==== Task data

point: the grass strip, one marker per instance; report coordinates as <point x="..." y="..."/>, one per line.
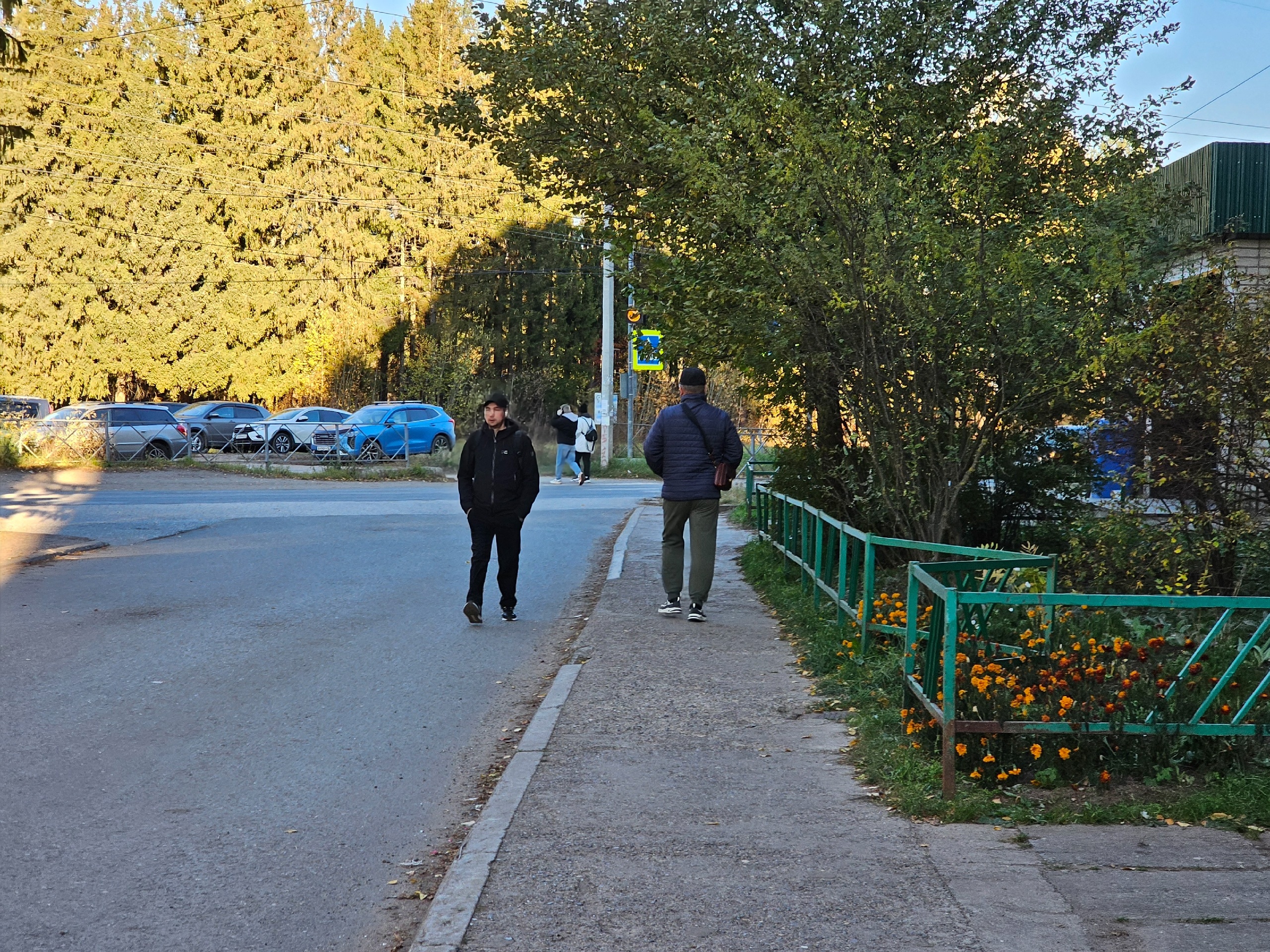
<point x="870" y="696"/>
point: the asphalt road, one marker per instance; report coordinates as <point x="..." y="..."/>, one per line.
<point x="218" y="740"/>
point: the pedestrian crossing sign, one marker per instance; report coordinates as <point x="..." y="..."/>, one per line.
<point x="647" y="351"/>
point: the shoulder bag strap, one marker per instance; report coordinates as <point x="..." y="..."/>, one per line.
<point x="688" y="412"/>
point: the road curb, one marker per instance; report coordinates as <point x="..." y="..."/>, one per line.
<point x="619" y="560"/>
<point x="58" y="552"/>
<point x="456" y="898"/>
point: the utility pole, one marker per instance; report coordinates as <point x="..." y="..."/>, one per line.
<point x="606" y="359"/>
<point x="402" y="286"/>
<point x="631" y="363"/>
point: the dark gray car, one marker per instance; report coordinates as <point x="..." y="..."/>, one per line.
<point x="211" y="422"/>
<point x="134" y="431"/>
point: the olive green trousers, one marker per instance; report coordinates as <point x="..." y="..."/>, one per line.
<point x="702" y="518"/>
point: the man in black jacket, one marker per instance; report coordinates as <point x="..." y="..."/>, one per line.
<point x="498" y="480"/>
<point x="685" y="445"/>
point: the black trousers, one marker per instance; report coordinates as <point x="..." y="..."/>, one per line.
<point x="487" y="529"/>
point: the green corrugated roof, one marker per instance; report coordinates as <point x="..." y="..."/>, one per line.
<point x="1234" y="180"/>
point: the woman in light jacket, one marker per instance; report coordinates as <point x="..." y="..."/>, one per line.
<point x="584" y="443"/>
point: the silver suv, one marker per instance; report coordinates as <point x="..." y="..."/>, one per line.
<point x="135" y="431"/>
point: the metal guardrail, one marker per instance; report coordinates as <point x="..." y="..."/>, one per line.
<point x="328" y="443"/>
<point x="101" y="440"/>
<point x="1156" y="683"/>
<point x="107" y="441"/>
<point x="840" y="561"/>
<point x="1024" y="659"/>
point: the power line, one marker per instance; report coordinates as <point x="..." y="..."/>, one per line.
<point x="1221" y="94"/>
<point x="212" y="280"/>
<point x="235" y="55"/>
<point x="1219" y="122"/>
<point x="385" y="264"/>
<point x="200" y="22"/>
<point x="71" y="150"/>
<point x="1206" y="135"/>
<point x="512" y="225"/>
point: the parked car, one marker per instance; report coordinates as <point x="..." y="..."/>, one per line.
<point x="289" y="429"/>
<point x="379" y="432"/>
<point x="211" y="422"/>
<point x="16" y="408"/>
<point x="128" y="431"/>
<point x="56" y="425"/>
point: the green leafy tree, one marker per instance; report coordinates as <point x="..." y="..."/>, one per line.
<point x="901" y="219"/>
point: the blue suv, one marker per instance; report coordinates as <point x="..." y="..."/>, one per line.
<point x="379" y="431"/>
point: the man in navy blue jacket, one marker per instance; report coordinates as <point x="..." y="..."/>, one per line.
<point x="680" y="448"/>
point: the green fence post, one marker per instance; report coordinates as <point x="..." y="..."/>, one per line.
<point x="951" y="631"/>
<point x="1051" y="581"/>
<point x="802" y="546"/>
<point x="867" y="595"/>
<point x="820" y="546"/>
<point x="913" y="593"/>
<point x="842" y="575"/>
<point x="786" y="538"/>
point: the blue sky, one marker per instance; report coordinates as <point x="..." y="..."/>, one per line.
<point x="1219" y="44"/>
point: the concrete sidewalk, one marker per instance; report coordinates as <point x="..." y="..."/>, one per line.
<point x="688" y="800"/>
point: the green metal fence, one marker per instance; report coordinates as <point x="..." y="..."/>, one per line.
<point x="990" y="625"/>
<point x="959" y="639"/>
<point x="841" y="563"/>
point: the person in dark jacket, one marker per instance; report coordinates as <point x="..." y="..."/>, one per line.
<point x="680" y="448"/>
<point x="498" y="480"/>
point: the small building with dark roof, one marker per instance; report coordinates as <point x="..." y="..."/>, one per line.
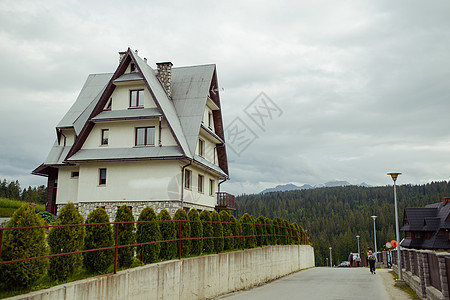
<point x="427" y="227"/>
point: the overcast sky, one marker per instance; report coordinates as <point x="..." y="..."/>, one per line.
<point x="351" y="89"/>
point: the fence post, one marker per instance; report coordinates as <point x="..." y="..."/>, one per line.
<point x="116" y="248"/>
<point x="179" y="240"/>
<point x="443" y="273"/>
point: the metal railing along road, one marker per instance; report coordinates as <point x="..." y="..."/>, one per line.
<point x="286" y="239"/>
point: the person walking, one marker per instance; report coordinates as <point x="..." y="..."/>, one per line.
<point x="372" y="259"/>
<point x="350" y="258"/>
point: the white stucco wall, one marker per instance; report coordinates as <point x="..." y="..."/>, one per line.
<point x="123" y="134"/>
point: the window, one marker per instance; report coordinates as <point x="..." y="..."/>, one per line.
<point x="102" y="177"/>
<point x="145" y="136"/>
<point x="200" y="183"/>
<point x="137" y="98"/>
<point x="108" y="105"/>
<point x="201" y="147"/>
<point x="187" y="178"/>
<point x="105" y="135"/>
<point x="211" y="187"/>
<point x="210" y="120"/>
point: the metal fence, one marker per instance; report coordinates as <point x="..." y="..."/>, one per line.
<point x="274" y="235"/>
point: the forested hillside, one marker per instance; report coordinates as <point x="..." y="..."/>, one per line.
<point x="333" y="216"/>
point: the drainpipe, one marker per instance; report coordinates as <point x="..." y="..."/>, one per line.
<point x="182" y="183"/>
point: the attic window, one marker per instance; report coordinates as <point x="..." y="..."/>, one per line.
<point x="108" y="105"/>
<point x="137" y="98"/>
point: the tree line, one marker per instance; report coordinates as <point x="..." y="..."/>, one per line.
<point x="334" y="216"/>
<point x="12" y="190"/>
<point x="160" y="236"/>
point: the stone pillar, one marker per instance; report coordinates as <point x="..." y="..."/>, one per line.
<point x="165" y="76"/>
<point x="421" y="268"/>
<point x="443" y="273"/>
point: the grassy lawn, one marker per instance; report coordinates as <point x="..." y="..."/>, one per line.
<point x="405" y="287"/>
<point x="7" y="206"/>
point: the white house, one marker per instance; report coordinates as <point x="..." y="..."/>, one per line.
<point x="141" y="137"/>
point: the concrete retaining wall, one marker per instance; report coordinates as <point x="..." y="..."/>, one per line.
<point x="191" y="278"/>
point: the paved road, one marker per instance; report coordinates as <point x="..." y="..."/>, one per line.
<point x="319" y="283"/>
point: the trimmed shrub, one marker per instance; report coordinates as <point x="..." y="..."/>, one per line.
<point x="167" y="227"/>
<point x="23" y="243"/>
<point x="126" y="236"/>
<point x="148" y="232"/>
<point x="98" y="236"/>
<point x="268" y="239"/>
<point x="225" y="218"/>
<point x="260" y="231"/>
<point x="218" y="230"/>
<point x="247" y="222"/>
<point x="196" y="232"/>
<point x="208" y="244"/>
<point x="185" y="231"/>
<point x="64" y="240"/>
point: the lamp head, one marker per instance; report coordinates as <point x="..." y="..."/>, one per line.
<point x="394" y="175"/>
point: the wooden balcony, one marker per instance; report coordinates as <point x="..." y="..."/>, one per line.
<point x="225" y="201"/>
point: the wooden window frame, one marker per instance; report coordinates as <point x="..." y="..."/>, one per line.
<point x="145" y="144"/>
<point x="187" y="179"/>
<point x="201" y="183"/>
<point x="104" y="141"/>
<point x="201" y="147"/>
<point x="139" y="102"/>
<point x="211" y="187"/>
<point x="101" y="180"/>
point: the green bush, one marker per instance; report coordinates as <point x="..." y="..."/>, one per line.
<point x="248" y="226"/>
<point x="260" y="229"/>
<point x="126" y="236"/>
<point x="23" y="243"/>
<point x="64" y="240"/>
<point x="98" y="236"/>
<point x="225" y="218"/>
<point x="218" y="230"/>
<point x="196" y="232"/>
<point x="237" y="232"/>
<point x="185" y="231"/>
<point x="208" y="243"/>
<point x="167" y="227"/>
<point x="148" y="232"/>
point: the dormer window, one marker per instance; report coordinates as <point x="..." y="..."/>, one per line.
<point x="136" y="98"/>
<point x="201" y="147"/>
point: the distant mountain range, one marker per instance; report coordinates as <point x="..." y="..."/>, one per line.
<point x="291" y="187"/>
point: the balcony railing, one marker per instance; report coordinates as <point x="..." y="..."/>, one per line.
<point x="225" y="201"/>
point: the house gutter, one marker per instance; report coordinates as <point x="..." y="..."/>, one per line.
<point x="182" y="183"/>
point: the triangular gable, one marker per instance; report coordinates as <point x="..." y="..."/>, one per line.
<point x="163" y="102"/>
<point x="159" y="95"/>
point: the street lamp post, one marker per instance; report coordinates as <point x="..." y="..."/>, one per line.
<point x="374" y="233"/>
<point x="331" y="258"/>
<point x="397" y="232"/>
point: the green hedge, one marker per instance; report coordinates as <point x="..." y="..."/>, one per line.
<point x="66" y="239"/>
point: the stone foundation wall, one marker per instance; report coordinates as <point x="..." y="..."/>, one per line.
<point x="85" y="208"/>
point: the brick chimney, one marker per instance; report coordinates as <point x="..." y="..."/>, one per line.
<point x="164" y="75"/>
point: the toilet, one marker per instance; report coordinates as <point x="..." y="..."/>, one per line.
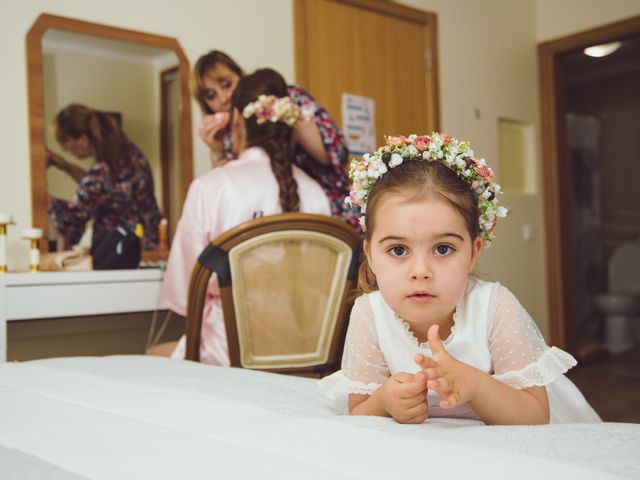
<point x="621" y="304"/>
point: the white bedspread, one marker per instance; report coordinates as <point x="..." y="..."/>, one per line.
<point x="126" y="417"/>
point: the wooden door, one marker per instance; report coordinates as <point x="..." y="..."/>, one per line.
<point x="371" y="48"/>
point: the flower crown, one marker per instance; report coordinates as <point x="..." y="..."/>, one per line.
<point x="274" y="109"/>
<point x="456" y="155"/>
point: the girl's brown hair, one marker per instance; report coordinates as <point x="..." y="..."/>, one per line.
<point x="275" y="137"/>
<point x="109" y="143"/>
<point x="416" y="179"/>
<point x="203" y="65"/>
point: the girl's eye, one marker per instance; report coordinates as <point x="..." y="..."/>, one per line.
<point x="398" y="251"/>
<point x="443" y="250"/>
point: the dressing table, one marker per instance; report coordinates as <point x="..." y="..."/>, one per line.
<point x="42" y="295"/>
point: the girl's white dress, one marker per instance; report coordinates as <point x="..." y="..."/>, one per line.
<point x="491" y="332"/>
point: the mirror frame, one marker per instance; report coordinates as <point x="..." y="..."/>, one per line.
<point x="35" y="91"/>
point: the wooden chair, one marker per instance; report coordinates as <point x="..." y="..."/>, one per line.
<point x="285" y="283"/>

========

■ Exercise:
Reproduce only those lines of the entries above that run from the line with "point: the girl's eye, one" to the final line.

■ Exercise result:
point: the girl's eye, one marker per instance; report coordinates as <point x="..." y="..."/>, one per line.
<point x="398" y="251"/>
<point x="443" y="250"/>
point: the dressing table, one marker per instance; report coordinates as <point x="..." y="..."/>, one per line.
<point x="42" y="295"/>
point: the girl's white dress, one marker per instance; report coordinates as <point x="..." y="..."/>, one per line.
<point x="491" y="332"/>
point: the mirror frame, one marker per instance; report coordinates as <point x="..." y="..."/>, one per line.
<point x="35" y="91"/>
point: the wooden chair, one marker per instance; report coordinates as <point x="..." y="..."/>, one per line.
<point x="285" y="283"/>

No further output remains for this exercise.